— start of Record extracts —

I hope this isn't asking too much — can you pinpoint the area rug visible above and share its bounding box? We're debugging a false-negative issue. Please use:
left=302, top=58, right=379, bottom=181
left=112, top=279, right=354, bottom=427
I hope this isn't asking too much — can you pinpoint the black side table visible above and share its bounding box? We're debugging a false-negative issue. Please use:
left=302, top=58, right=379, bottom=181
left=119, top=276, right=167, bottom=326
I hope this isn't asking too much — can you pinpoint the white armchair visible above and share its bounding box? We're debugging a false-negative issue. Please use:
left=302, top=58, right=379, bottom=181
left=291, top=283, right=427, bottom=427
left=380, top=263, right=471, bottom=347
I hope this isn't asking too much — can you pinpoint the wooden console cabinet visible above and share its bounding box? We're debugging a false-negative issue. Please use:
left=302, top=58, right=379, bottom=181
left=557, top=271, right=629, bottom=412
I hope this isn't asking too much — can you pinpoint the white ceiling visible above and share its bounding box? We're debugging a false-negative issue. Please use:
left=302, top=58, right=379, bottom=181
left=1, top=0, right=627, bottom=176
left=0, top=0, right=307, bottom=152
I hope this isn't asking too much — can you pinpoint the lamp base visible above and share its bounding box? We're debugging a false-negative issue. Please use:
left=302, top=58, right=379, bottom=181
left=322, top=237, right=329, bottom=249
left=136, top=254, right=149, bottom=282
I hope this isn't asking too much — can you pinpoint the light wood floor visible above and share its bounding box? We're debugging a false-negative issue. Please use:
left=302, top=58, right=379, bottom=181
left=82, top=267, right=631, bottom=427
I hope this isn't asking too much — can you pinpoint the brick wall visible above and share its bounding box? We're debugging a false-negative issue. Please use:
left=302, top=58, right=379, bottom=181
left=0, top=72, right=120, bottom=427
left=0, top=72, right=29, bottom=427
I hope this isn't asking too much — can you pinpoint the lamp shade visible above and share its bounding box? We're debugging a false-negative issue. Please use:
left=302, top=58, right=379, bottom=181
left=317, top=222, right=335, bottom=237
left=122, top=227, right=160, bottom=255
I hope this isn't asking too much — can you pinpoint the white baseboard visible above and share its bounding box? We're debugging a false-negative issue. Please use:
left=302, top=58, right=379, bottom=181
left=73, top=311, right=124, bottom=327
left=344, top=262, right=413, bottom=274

— end of Record extracts —

Prompt: Express the listing from its start through the line containing "left=82, top=267, right=631, bottom=427", both ends included, as a two-column CSV with the headers text and answer. Each row should hold one text and its answer, each in a quoted field, with line breaks turned into spaces.

Task result:
text,answer
"I hope this isn't asking too much — can you pinpoint the area rug visible above and share its bounding box? We're debugging a false-negative issue. Please use: left=302, top=58, right=379, bottom=181","left=112, top=279, right=354, bottom=427"
"I hope this isn't asking too much — can you pinpoint the black side table visible above and share its bounding box? We're debugging a false-negative issue. Please use: left=302, top=58, right=379, bottom=181","left=119, top=276, right=167, bottom=326"
"I hope this isn't asking too much — can you pinpoint the white armchair visible above and share its bounding box? We're debugging a false-negative issue. Please use: left=302, top=58, right=379, bottom=181","left=291, top=283, right=427, bottom=427 left=380, top=263, right=471, bottom=347"
"I hope this isn't asking too much — can you pinpoint the wooden console cabinet visible above and share its bounding box? We're debugging a false-negative issue. Please use: left=302, top=58, right=379, bottom=181","left=557, top=271, right=629, bottom=412"
"I hope this isn't asking too much — can you pinpoint the white ceiling visible above and share its bounding box? We're debugging a false-negative issue. Please use: left=302, top=58, right=379, bottom=181","left=1, top=0, right=627, bottom=176 left=0, top=0, right=307, bottom=152"
"I hope this isn't asking too much — can you pinpoint the lamp base visible above and share its bounding box? We're debugging a false-negative issue. Please use: left=302, top=58, right=379, bottom=181","left=322, top=237, right=329, bottom=249 left=136, top=254, right=149, bottom=282"
"I hope this isn't asking too much — can you pinpoint the light wood floor visible above and share its bounding box? We're debugging a false-negative issue. Please use: left=302, top=58, right=379, bottom=181","left=82, top=267, right=631, bottom=427"